● **Your assignment**
Below are records; how many of their lines contain "muddy"? Reply with the number and no other words.

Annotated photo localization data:
● ● ● ●
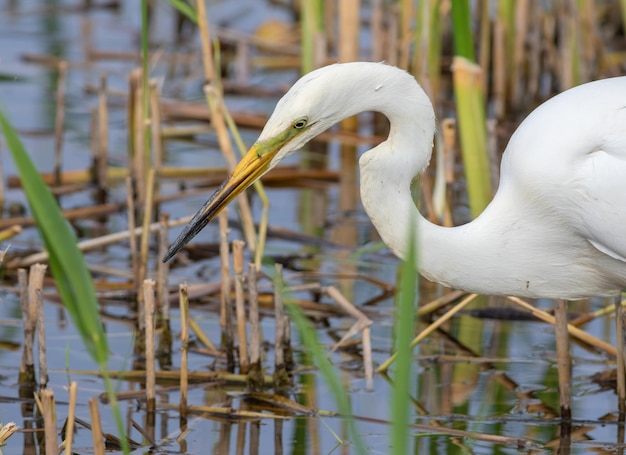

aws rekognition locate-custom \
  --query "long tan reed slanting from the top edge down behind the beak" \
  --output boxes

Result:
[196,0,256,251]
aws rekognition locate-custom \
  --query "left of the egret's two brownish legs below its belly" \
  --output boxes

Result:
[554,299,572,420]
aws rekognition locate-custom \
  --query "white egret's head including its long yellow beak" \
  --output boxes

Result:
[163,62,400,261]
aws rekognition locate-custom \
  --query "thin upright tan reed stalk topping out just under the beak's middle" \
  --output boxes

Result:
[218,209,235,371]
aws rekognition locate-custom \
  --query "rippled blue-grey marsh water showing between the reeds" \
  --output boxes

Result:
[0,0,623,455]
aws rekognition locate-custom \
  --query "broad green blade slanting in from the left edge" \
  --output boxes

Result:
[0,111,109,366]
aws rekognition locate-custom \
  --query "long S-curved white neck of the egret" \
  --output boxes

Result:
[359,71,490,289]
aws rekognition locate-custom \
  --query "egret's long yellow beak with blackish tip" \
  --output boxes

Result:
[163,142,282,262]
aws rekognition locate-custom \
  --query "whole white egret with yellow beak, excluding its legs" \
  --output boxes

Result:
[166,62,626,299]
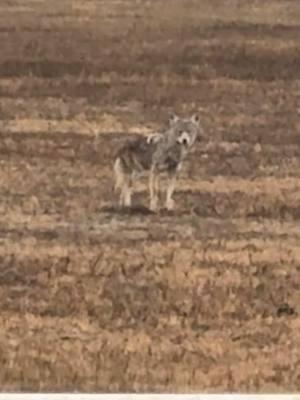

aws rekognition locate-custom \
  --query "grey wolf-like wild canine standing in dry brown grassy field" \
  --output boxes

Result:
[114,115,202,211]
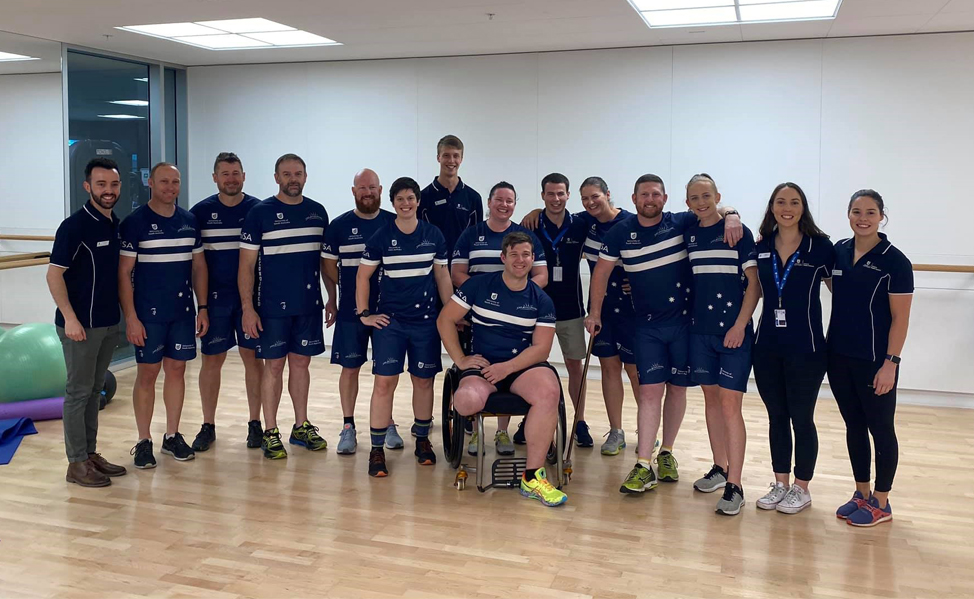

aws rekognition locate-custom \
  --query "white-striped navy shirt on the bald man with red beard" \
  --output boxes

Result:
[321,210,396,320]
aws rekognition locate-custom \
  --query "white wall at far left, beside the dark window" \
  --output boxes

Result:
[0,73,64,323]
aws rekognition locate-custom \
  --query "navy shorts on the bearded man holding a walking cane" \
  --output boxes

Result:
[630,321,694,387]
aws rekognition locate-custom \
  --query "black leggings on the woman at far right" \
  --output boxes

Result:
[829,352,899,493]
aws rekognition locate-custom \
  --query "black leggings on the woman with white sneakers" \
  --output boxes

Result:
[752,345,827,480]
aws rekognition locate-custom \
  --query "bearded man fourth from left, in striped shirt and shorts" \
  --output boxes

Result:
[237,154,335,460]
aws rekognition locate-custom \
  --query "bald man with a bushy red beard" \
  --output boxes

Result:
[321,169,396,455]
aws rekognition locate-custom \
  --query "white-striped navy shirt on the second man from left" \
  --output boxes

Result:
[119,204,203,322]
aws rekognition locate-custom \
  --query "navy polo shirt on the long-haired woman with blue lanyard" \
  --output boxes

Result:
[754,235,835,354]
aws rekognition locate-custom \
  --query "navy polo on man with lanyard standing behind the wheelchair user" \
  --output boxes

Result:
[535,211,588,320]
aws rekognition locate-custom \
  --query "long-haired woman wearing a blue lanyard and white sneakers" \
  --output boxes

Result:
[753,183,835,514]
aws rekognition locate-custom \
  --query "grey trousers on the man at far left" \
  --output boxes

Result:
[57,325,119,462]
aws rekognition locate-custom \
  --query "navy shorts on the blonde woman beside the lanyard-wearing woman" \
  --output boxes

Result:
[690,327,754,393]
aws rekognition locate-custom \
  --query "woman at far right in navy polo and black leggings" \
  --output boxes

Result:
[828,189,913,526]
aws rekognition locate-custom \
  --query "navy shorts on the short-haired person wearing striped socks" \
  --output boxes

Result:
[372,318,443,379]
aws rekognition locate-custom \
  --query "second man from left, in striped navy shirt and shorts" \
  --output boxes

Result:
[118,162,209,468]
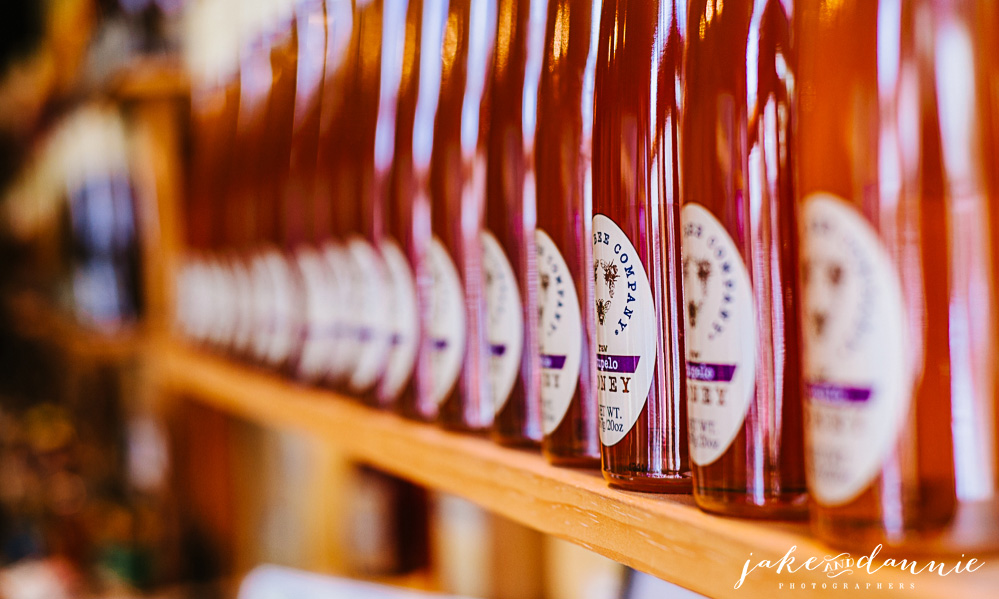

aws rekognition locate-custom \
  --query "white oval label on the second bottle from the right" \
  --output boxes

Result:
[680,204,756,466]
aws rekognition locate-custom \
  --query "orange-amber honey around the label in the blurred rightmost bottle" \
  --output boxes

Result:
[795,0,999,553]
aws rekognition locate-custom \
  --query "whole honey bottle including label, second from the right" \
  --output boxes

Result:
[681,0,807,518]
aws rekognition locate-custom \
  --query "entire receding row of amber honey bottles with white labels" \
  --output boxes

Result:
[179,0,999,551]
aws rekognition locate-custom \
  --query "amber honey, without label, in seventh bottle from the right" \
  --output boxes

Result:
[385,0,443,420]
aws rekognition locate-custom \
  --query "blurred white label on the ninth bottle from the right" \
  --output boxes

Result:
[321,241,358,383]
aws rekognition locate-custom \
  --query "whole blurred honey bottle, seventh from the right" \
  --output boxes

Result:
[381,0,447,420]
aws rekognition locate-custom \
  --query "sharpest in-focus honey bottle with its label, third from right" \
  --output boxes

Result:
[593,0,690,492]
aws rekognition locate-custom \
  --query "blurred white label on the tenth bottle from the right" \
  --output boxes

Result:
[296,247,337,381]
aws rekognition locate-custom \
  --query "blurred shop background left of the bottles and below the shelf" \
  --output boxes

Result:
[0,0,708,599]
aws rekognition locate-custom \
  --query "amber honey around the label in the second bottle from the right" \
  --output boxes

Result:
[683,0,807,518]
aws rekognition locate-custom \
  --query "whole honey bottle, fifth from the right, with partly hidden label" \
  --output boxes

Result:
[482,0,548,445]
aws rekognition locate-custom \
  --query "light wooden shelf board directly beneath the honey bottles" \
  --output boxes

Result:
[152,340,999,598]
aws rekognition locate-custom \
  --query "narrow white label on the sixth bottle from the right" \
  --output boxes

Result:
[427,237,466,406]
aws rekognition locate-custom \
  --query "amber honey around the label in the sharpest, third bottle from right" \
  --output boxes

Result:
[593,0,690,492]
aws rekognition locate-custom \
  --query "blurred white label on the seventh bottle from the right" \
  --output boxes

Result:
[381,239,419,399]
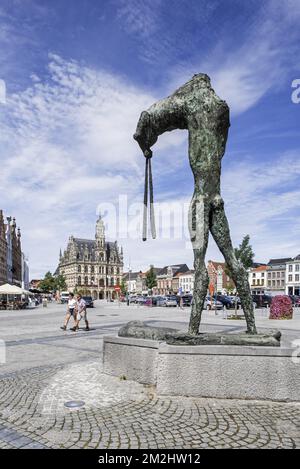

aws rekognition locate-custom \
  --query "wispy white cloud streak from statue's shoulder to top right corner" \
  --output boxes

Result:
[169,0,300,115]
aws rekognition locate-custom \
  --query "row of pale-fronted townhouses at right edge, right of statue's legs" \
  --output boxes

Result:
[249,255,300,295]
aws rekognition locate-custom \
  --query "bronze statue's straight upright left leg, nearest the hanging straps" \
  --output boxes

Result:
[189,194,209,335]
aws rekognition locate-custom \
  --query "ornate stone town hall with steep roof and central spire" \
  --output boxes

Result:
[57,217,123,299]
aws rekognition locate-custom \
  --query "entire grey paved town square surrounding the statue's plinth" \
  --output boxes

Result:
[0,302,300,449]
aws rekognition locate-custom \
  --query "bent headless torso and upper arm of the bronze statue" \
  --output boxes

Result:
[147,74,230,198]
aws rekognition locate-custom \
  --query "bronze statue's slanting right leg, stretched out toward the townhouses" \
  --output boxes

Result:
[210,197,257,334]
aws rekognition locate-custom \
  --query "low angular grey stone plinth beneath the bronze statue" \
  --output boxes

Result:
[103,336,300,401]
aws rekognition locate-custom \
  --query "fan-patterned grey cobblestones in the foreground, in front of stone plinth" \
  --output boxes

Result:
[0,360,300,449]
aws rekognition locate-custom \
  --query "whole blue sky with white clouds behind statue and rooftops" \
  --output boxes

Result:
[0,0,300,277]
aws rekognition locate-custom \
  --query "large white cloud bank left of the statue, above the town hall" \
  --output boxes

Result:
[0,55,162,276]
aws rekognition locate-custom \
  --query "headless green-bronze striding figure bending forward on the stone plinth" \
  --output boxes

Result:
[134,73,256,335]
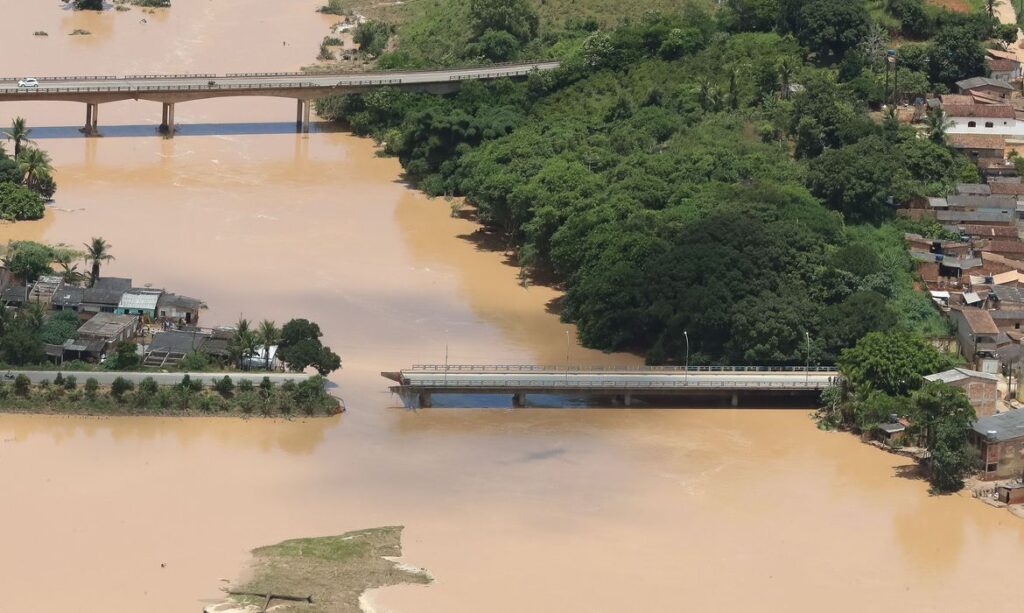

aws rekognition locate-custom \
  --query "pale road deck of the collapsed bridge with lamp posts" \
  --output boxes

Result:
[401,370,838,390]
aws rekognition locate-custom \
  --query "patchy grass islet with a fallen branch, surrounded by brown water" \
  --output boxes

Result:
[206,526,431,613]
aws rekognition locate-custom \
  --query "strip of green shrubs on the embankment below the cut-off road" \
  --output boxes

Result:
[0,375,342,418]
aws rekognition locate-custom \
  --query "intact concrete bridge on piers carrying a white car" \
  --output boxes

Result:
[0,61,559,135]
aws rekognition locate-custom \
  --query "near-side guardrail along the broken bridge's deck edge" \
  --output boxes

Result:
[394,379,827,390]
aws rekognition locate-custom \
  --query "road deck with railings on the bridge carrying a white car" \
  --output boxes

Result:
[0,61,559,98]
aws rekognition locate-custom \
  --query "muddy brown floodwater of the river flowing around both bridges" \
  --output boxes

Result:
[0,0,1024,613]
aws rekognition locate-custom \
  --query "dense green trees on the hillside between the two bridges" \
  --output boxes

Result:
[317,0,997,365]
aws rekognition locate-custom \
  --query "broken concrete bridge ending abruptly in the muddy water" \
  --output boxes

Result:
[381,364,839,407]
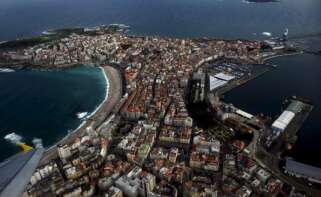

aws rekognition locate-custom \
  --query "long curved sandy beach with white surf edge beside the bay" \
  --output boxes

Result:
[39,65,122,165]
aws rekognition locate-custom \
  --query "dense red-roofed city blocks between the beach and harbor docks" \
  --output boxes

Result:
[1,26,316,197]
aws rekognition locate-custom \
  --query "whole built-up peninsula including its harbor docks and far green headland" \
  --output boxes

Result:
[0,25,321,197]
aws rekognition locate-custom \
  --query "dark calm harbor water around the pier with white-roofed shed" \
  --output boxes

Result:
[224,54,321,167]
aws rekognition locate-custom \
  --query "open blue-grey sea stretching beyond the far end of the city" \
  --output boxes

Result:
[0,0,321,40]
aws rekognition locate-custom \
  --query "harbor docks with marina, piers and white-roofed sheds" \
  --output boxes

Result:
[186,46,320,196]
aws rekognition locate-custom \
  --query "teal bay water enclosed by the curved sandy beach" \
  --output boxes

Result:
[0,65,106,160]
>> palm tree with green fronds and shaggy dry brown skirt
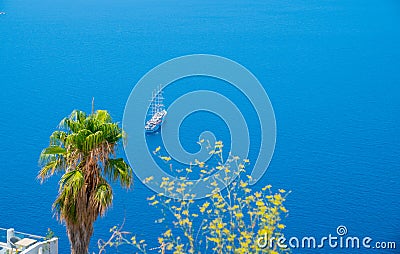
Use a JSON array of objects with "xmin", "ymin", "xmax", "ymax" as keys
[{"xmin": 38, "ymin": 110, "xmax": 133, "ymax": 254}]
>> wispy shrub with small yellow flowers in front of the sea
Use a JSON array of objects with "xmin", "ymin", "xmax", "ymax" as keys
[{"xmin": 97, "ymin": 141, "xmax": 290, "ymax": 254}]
● ● ● ●
● **Response for this exercise**
2